### GIVEN INSTRUCTION A:
Format each line of the records that follow the ORBCOMM risk passage as a JSON list of strings, one string per line, leaving out blank lines and any pictures.

-- Begin TEXT TO READ --

Furthermore, International Licensees working with their respective governments
are required to complete ITU coordination of subscriber units and Gateways
located in their territories with countries located within distances determined
by ITU recommendations. There can be no assurance that these coordinations will
be completed successfully or in a timely manner, which could result in delayed
availability of ORBCOMM services in the affected territories.
 
     LAUNCH LICENSING RISK.  Commercial U.S. space launches require licenses
from the U.S. Department of Transportation ("DoT"). In addition, the launch of
the equatorial plane currently expected to occur in the
 
                                       21
<PAGE>   27
 
third quarter of 1999 is expected to be made from a launch facility outside the
United States, and will therefore require a license from the applicable U.S.
government authorities to export the satellites from the United States to such
location and a license from the applicable government authorities outside the
United States to launch the satellites. Under the Procurement Agreement, Orbital
is responsible for ensuring that the appropriate DoT commercial launch licenses
and other licenses or approvals are in place for the ORBCOMM satellite launches.
There can be no assurance that Orbital will continue to be successful in its
efforts to obtain the necessary licenses or regulatory approvals. The inability
of Orbital to secure any necessary licenses or regulatory approvals for any
launch of ORBCOMM satellites could delay such launch, which could have a
material adverse effect on ORBCOMM's financial condition and results of
operations.
 
OPERATING RISKS
 
   
     RISKS ASSOCIATED WITH COMMENCEMENT OF GLOBAL OPERATIONS.  ORBCOMM's ability
to achieve profitability will depend in part on its ability to offer ORBCOMM
services on a global basis. Offering ORBCOMM services on a global basis will
require ORBCOMM to, among other things: (i) enter into agreements with
International Licensees representing additional territories; (ii) install the
necessary ground infrastructure outside the United States through its existing
or future International Licensees or otherwise; (iii) obtain the regulatory and
other approvals necessary to offer ORBCOMM services outside the United States
through its existing or future International Licensees; and (iv) distribute
ORBCOMM services internationally through its International Licensees. In
addition, each agreement between ORBCOMM and an International Licensee provides
that the International Licensee may terminate the agreement upon one year's
written notice. There can be no assurance that ORBCOMM or the International
Licensees will be able to construct the necessary international ground
infrastructure, obtain the necessary regulatory and other approvals or
effectively distribute ORBCOMM services internationally. Moreover, there can be
no assurance that an International Licensee will not terminate its agreement
with ORBCOMM after giving one year's notice. See "-- Reliance on Third
Parties -- Reliance on International Licensees" and "-- Regulatory
Risks -- International Licensing Risks."
    
 
   
     RISKS OF MULTINATIONAL OPERATIONS AND DEVELOPING MARKETS.  Since ORBCOMM
expects to derive substantial revenues by providing international communications
services, it is subject to certain multinational operational risks, such as
changes in domestic and foreign government regulations and communications
standards, licensing requirements, tariffs or taxes and other trade barriers,
price, wage and exchange controls, political, social and economic instability,
inflation and interest rate and currency fluctuations. The risks enumerated
above are often greater in developing countries or regions. In addition,
although ORBCOMM anticipates that the International Licensees will make all
payments in U.S. dollars, the potential lack of available U.S. currency in
certain countries may prevent International Licensees in such countries from
being able to do so. Because ORBCOMM expects to receive most payments in U.S.

-- End TEXT TO READ --
-- Begin EXCERPTED RECORDS --

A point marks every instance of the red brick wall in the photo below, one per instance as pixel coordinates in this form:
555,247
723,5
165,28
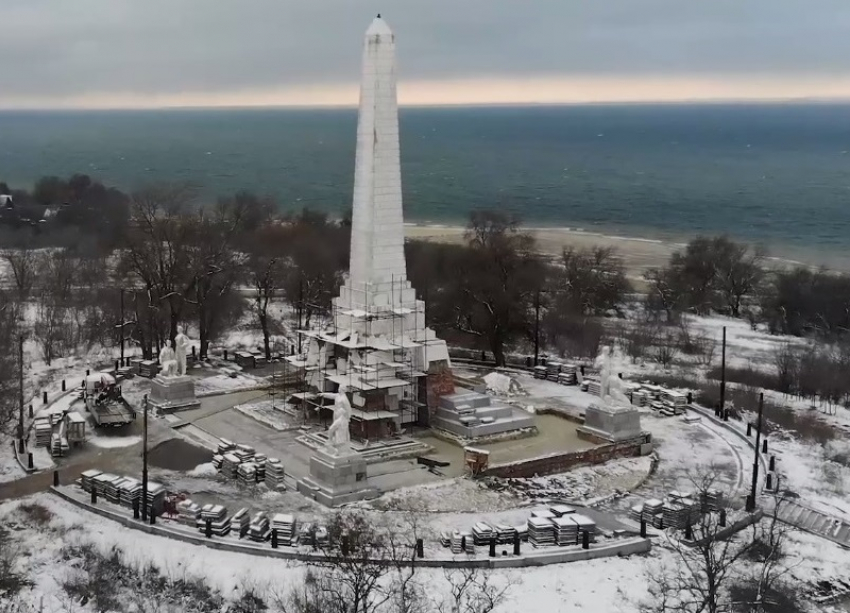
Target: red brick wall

-- End EXCERPTED RECORDS --

### GIVEN INSTRUCTION B:
Copy the ORBCOMM risk passage between "LAUNCH LICENSING RISK." and "ORBCOMM satellite launches.", inclusive, word for word.

### EXPECTED OUTPUT A:
[
  "A point marks every instance of the red brick wall in the photo below, one per instance as pixel coordinates in this form:",
  "555,247",
  "723,5",
  "165,28",
  "Target: red brick wall"
]

### EXPECTED OUTPUT B:
LAUNCH LICENSING RISK.  Commercial U.S. space launches require licenses
from the U.S. Department of Transportation ("DoT"). In addition, the launch of
the equatorial plane currently expected to occur in the
 
                                       21
<PAGE>   27
 
third quarter of 1999 is expected to be made from a launch facility outside the
United States, and will therefore require a license from the applicable U.S.
government authorities to export the satellites from the United States to such
location and a license from the applicable government authorities outside the
United States to launch the satellites. Under the Procurement Agreement, Orbital
is responsible for ensuring that the appropriate DoT commercial launch licenses
and other licenses or approvals are in place for the ORBCOMM satellite launches.